Reproduce all the entries precisely.

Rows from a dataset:
________
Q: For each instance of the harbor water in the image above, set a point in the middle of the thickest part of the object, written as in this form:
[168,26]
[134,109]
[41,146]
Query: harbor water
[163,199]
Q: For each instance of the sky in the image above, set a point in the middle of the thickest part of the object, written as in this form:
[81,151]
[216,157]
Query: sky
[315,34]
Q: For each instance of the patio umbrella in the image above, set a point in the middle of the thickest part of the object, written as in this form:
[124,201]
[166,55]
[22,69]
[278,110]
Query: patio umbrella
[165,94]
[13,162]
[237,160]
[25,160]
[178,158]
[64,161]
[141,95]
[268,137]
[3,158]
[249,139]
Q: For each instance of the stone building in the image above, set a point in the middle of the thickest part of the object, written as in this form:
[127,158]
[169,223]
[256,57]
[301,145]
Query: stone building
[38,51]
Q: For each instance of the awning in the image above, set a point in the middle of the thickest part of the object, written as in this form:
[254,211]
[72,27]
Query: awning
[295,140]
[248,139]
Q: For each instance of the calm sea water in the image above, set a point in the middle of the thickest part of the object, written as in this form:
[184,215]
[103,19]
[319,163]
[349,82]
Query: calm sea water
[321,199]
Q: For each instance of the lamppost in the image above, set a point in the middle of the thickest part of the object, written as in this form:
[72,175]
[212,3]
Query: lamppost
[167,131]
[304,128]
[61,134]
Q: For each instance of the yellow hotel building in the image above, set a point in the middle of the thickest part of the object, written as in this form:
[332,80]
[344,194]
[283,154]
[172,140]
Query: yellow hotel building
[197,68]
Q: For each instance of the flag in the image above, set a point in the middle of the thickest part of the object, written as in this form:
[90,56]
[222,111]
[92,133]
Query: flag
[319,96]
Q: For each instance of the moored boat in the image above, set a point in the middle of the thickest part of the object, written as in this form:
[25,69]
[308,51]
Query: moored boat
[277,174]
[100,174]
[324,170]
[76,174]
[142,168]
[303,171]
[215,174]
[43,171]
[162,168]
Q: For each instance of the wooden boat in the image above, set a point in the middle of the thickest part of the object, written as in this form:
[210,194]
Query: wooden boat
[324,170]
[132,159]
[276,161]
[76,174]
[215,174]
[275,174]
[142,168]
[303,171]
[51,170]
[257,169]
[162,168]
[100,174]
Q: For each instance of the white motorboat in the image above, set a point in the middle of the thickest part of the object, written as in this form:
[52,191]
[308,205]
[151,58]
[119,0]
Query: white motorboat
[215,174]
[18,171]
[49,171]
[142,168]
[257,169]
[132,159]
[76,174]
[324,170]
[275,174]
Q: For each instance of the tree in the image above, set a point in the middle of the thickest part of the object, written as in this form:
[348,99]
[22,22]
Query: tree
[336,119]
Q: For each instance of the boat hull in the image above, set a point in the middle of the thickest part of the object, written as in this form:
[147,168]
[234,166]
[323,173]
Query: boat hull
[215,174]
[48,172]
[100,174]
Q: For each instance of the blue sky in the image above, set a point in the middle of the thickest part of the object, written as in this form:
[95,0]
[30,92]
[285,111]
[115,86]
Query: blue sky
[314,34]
________
** Solved exercise **
Q: For each instance of the harbor water in the image above, set a point in the middle of the thickest part of the object, written as in this form:
[168,26]
[134,109]
[41,146]
Query: harbor water
[163,199]
Q: For each instance of the sky in the image above, set a point in the middle of the thickest part of the object, written as in this form:
[81,151]
[216,157]
Query: sky
[315,34]
Q: For each instance of the patio umbrella in the image above, set a point in the middle of the thickest part of the object, written as in this form:
[124,201]
[166,55]
[22,69]
[278,110]
Query: patio umbrella
[165,94]
[13,162]
[237,160]
[25,160]
[178,158]
[64,161]
[141,95]
[268,137]
[3,158]
[249,139]
Q: For each instance of the stone building in the image above, set a point in the middle of the thickest part of the object, written as in this form:
[127,158]
[169,223]
[256,57]
[301,145]
Query: stone building
[38,51]
Q: For each instance of the awning in the image above, set a point in the middle of the thickest part of the object, written as in this form:
[254,211]
[72,27]
Query: awning
[295,140]
[248,139]
Q: For each instance of the calm sea water in the image above, set a point in the middle of the thickest part of the object, written as in this form:
[184,215]
[103,19]
[319,163]
[349,82]
Query: calm sea water
[321,199]
Q: For each instance of the lamppost in the image above, set a point in the middle of the thickest part of the object, written as in this form:
[72,175]
[212,3]
Query: lamppost
[167,131]
[304,128]
[61,134]
Q: For each instance of the yellow hotel building in the image above, set a point in the middle of the thickest part of the object, written as in this form:
[332,80]
[344,194]
[283,154]
[172,140]
Query: yellow hotel building
[197,68]
Q: For each instance of the flag in the image above, set a point in the middle of the thickest part of the object, written as in this form:
[90,56]
[222,111]
[92,133]
Query: flag
[319,96]
Q: For each instance of the moored boat in the image above, set a point in the middle of the thickest part of the object, written as in this form:
[25,69]
[308,51]
Query: moored boat
[277,174]
[100,174]
[324,170]
[76,174]
[142,168]
[303,171]
[215,174]
[43,171]
[162,168]
Q: For each instance of the wooden boat in the image above, set a point in the middle of the thickest part of the object, written as in this form:
[210,194]
Query: wooden boat
[324,170]
[132,159]
[276,161]
[76,174]
[215,174]
[275,174]
[142,168]
[303,171]
[51,170]
[257,169]
[162,168]
[100,174]
Q: For each instance of the white motorboat in the image above, set a point in the middle of the thickest part of the object, written as in this form:
[52,191]
[308,205]
[151,58]
[119,0]
Query: white motorboat
[215,174]
[18,171]
[49,171]
[142,168]
[257,169]
[132,159]
[76,174]
[324,170]
[275,174]
Q: For each instance of the tree in the image above, set a point in the middle of the thickest part of the object, written as in this form:
[348,99]
[22,22]
Query: tree
[336,119]
Q: For each instance of the boat hull in the image above, set a point in the middle of the thickest part of the object, written as in this form:
[147,168]
[234,166]
[323,173]
Query: boat hull
[215,174]
[48,172]
[100,174]
Q: For each instance of the blue sky in the image above, set a point in the middle of the thickest part of the object, written as in this form:
[95,0]
[30,92]
[285,111]
[115,86]
Query: blue sky
[314,34]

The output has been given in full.